## Exercise prompt:
Copy out the lines below, swapping every "Pins" for "Marked points" and leaving everything else as it is.

## Records provided:
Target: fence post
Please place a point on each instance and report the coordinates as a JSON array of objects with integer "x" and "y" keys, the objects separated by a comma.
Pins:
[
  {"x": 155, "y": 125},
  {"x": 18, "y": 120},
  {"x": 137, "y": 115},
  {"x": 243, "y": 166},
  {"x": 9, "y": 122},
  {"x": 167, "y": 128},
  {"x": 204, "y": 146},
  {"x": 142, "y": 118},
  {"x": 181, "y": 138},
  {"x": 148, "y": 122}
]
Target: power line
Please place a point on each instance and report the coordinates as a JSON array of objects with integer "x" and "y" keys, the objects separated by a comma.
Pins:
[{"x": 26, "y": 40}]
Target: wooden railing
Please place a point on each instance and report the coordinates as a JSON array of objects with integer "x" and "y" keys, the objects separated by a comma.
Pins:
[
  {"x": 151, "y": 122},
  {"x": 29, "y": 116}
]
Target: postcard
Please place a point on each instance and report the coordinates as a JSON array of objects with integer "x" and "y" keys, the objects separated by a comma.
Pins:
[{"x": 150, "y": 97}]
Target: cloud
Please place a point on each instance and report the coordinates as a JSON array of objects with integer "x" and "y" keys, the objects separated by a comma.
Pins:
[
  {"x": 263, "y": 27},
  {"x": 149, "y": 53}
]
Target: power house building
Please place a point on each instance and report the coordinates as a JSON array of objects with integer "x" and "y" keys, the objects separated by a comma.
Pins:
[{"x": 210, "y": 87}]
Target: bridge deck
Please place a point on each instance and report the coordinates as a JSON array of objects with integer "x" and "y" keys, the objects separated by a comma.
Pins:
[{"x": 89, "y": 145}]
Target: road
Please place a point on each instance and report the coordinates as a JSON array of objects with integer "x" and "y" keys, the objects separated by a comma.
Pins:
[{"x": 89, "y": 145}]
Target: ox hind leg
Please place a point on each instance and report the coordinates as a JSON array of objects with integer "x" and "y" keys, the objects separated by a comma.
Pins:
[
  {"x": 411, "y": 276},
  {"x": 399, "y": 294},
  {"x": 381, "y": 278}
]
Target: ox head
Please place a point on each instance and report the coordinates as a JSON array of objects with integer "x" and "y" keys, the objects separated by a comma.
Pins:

## Right answer:
Target: fence post
Please place a point on each instance and report the coordinates as a JSON array of objects with integer "x" and "y" keys, the objects separated by a comma.
Marked points:
[
  {"x": 155, "y": 125},
  {"x": 18, "y": 120},
  {"x": 137, "y": 115},
  {"x": 243, "y": 166},
  {"x": 9, "y": 122},
  {"x": 167, "y": 128},
  {"x": 204, "y": 146},
  {"x": 142, "y": 118},
  {"x": 181, "y": 138},
  {"x": 148, "y": 122}
]
Target: power line
Please place a point on each instance and report the coordinates as a JSON array of objects with integer "x" and "y" keys, the objects separated by a comma.
Marked points:
[{"x": 26, "y": 40}]
Target: wooden railing
Please place a point on each instance and report the coordinates as a JSON array of objects with integer "x" and "y" keys, the objects separated by a comma.
Marked points:
[
  {"x": 151, "y": 122},
  {"x": 29, "y": 116}
]
Target: postcard
Please place a point on each instance and report the coordinates as a JSON array of objects with integer "x" and "y" keys, the objects separated by a comma.
Marked points:
[{"x": 150, "y": 97}]
Target: cloud
Please place a point on each instance and report the coordinates as a JSON array of objects with integer "x" and "y" keys, the objects separated by a comma.
Marked points:
[
  {"x": 263, "y": 27},
  {"x": 149, "y": 53}
]
Target: power house building
Please place a point on each instance and report the coordinates as a JSON array of objects with integer "x" and "y" keys, the objects separated by a comma.
Marked points:
[{"x": 210, "y": 87}]
Target: bridge deck
Please place a point on each instance and report the coordinates as a JSON array of objects with integer "x" and "y" keys, the objects separated by a comma.
Marked points:
[{"x": 89, "y": 145}]
Target: road
Please place a point on each instance and report the coordinates as a JSON array of objects with integer "x" and "y" keys, the objects separated by a comma.
Marked points:
[{"x": 89, "y": 145}]
Target: ox hind leg
Please place a point on each instance and report the coordinates as a JSON array of objects with integer "x" and "y" keys, the objects separated by a comma.
Marked points:
[
  {"x": 411, "y": 276},
  {"x": 399, "y": 294},
  {"x": 381, "y": 278}
]
Target: ox head
Please place a point on each instance and report the coordinates as a JSON array of objects with integer "x" and "y" keys, the objects separated by a comma.
Marked points:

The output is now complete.